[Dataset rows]
** start **
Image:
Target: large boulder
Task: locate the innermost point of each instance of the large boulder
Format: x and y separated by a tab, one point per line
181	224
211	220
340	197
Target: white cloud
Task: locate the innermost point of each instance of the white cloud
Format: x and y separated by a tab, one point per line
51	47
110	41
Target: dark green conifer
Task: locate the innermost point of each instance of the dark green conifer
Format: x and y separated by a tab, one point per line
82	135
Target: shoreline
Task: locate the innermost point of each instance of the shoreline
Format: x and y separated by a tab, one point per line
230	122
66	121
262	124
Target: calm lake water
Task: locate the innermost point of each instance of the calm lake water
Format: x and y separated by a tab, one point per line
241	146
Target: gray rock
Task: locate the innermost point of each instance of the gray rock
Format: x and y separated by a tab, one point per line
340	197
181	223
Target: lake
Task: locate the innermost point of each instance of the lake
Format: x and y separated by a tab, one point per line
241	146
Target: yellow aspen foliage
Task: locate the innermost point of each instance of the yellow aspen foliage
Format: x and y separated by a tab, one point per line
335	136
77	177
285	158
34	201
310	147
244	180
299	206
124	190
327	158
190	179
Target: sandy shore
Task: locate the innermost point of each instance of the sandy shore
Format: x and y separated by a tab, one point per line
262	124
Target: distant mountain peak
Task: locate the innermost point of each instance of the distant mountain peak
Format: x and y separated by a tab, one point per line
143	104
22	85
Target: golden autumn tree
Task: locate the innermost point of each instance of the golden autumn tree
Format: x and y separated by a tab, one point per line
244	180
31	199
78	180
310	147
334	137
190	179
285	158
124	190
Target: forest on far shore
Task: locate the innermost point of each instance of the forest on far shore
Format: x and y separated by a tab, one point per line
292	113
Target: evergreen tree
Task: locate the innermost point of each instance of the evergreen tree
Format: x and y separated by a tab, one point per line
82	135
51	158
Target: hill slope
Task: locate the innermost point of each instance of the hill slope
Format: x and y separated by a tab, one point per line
** end **
_DESCRIPTION OF THE TASK_
From the line holding "Target: dark green conifer" down to the final line above, quote every line exactly and only those lines.

_ANSWER TO THE TASK_
Target: dark green conifer
Task: locate the innermost point of each instance of the dark green conifer
Format: x and y separated by a tab, one point per line
82	135
Target: shoreline
Task: locate the innermost point of each instance of the shoreline
Format: x and y separated by a tab, one point per line
230	122
66	121
262	124
Target: calm lake water
Task: locate the innermost point of each instance of the calm lake water
Format: x and y separated by a tab, one point per line
241	146
Target: gray rock
Task: locate the innermost point of each instance of the gray rock
Format: x and y separated by a tab, one point per line
340	197
181	223
Target: lake
Task: locate the innermost point of each instance of the lake
Format: x and y separated by a tab, one point per line
241	146
Target: yellow aspen foliage
Task: locate the innermost point of each instance of the yellow aspen foliage
Format: x and y separated by a tab, one point per line
335	136
77	177
285	158
34	201
310	147
244	180
299	206
124	190
327	158
190	179
Target: sandy shore
Task: locate the innermost point of each instance of the sandy shore
Format: x and y separated by a tab, one point per line
262	124
Target: distant mountain peak
Task: locate the innermost point of each instance of the distant mountain peak
Format: x and y separated by a tab, one point per line
143	104
22	85
Target: golden autumn tree
Task: locate the innermost point of each instance of the golden autumn tree
Format: x and y separated by a tab, one point per line
244	180
31	199
78	180
310	147
334	137
190	179
285	158
124	190
Target: forest on far shore
Task: locate the innermost point of each instance of the forest on far shore
Format: x and y separated by a tab, one point per line
292	113
Target: evergreen tree
Task: locate the innermost point of each instance of the evergreen tree
Format: x and y separated by a tab, one point per line
82	135
51	158
Target: hill slope
Task: locate the innermost point of each instance of the hill slope
Format: x and y separated by a tab, one point per line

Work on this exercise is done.